-- START RECORDS TO USE --
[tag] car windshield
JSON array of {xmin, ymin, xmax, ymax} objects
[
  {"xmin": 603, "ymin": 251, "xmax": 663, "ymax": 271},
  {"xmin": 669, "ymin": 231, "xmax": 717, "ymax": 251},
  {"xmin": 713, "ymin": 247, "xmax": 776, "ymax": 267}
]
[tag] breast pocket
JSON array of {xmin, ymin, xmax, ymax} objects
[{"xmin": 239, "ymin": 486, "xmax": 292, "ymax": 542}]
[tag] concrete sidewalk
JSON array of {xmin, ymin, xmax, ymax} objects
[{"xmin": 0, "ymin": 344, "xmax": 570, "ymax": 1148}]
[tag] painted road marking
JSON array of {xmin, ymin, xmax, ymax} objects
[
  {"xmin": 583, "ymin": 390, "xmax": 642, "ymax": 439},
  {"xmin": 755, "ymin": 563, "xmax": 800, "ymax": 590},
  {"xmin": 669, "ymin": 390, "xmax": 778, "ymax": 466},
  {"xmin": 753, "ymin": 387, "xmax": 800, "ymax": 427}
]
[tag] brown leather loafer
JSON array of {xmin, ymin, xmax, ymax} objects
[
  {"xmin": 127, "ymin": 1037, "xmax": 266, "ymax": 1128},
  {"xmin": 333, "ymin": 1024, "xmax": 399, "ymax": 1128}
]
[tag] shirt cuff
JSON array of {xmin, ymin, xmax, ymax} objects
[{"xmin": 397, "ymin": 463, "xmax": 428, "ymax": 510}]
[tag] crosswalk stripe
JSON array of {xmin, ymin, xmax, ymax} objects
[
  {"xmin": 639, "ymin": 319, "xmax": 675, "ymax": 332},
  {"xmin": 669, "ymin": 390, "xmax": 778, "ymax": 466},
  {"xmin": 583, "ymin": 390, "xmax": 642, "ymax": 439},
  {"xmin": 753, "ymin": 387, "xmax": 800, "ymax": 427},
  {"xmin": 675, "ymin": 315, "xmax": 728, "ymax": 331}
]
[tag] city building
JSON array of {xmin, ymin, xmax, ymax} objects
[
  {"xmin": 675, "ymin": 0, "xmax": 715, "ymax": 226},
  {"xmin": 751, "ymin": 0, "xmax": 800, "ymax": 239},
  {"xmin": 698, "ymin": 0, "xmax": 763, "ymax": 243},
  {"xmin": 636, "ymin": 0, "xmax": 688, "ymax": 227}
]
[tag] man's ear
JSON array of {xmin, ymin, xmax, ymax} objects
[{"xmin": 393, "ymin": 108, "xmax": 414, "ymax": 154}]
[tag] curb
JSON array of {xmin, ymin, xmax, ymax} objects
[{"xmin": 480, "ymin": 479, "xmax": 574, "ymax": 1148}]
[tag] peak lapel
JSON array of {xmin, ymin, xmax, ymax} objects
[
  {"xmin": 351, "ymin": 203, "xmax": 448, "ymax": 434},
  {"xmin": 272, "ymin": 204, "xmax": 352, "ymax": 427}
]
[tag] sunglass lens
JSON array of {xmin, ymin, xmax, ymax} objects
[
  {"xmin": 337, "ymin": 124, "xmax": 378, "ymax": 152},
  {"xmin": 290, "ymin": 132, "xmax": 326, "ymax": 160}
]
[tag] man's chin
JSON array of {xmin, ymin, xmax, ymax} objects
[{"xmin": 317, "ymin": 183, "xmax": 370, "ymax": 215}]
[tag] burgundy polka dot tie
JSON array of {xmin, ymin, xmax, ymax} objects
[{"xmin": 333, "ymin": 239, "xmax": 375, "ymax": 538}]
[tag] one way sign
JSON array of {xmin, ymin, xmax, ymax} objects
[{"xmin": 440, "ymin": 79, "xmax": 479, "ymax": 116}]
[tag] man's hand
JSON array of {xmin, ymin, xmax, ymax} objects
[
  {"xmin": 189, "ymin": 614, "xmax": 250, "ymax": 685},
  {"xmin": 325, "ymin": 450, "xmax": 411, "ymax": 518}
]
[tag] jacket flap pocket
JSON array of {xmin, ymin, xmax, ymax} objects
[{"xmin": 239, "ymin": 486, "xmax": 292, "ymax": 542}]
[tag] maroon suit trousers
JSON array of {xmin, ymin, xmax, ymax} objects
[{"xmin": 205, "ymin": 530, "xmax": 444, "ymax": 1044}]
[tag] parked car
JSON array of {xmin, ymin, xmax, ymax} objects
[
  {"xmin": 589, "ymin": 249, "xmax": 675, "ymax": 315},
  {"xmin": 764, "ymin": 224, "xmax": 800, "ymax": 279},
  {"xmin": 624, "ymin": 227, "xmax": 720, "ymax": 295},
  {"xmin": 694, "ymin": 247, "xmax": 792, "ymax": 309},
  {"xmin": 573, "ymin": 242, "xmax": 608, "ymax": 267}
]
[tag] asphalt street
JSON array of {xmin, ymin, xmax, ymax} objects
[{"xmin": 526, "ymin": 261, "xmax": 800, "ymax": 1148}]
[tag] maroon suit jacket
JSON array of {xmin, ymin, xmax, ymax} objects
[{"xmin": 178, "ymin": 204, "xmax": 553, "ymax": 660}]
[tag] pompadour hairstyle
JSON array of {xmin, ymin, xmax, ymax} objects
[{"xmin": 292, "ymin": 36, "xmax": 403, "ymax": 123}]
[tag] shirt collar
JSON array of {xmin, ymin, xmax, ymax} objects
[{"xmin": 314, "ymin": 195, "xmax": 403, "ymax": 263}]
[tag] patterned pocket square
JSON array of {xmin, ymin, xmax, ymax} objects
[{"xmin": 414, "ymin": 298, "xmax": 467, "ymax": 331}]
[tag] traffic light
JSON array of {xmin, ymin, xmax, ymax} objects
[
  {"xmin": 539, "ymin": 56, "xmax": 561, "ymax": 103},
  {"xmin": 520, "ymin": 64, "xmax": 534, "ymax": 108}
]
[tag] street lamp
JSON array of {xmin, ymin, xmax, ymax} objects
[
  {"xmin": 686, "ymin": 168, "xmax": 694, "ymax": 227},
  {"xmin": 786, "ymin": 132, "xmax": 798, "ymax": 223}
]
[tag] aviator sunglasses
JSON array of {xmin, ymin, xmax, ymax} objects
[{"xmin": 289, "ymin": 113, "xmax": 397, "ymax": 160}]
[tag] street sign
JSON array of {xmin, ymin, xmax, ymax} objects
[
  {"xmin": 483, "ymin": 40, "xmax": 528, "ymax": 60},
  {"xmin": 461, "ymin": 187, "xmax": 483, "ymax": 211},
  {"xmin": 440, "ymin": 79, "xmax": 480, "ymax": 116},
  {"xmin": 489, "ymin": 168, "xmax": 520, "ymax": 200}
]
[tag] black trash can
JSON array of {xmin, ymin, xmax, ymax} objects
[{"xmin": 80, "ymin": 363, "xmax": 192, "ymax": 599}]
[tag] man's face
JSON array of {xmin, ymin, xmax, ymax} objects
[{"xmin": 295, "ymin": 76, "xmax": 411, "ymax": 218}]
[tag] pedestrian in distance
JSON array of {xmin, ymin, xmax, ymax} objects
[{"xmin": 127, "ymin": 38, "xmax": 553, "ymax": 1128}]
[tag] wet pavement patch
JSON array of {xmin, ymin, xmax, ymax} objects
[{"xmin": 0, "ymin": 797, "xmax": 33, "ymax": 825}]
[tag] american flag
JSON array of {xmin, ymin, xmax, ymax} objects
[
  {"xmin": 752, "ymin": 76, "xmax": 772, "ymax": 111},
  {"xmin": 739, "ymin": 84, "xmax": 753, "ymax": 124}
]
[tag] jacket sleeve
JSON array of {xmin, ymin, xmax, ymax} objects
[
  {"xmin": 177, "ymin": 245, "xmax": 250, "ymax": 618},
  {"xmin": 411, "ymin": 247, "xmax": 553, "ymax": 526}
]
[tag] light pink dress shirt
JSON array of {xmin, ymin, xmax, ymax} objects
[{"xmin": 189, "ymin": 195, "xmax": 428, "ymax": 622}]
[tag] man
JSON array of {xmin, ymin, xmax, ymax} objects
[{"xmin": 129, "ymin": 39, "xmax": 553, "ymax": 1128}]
-- END RECORDS TO USE --
# WHAT YOU HAVE TO DO
Extract each line of the material above that contains the word "maroon", copying the lines unchanged and in their original order.

# OUTPUT OF THE EXERCISE
[tag] maroon suit trousers
[tag] maroon suit jacket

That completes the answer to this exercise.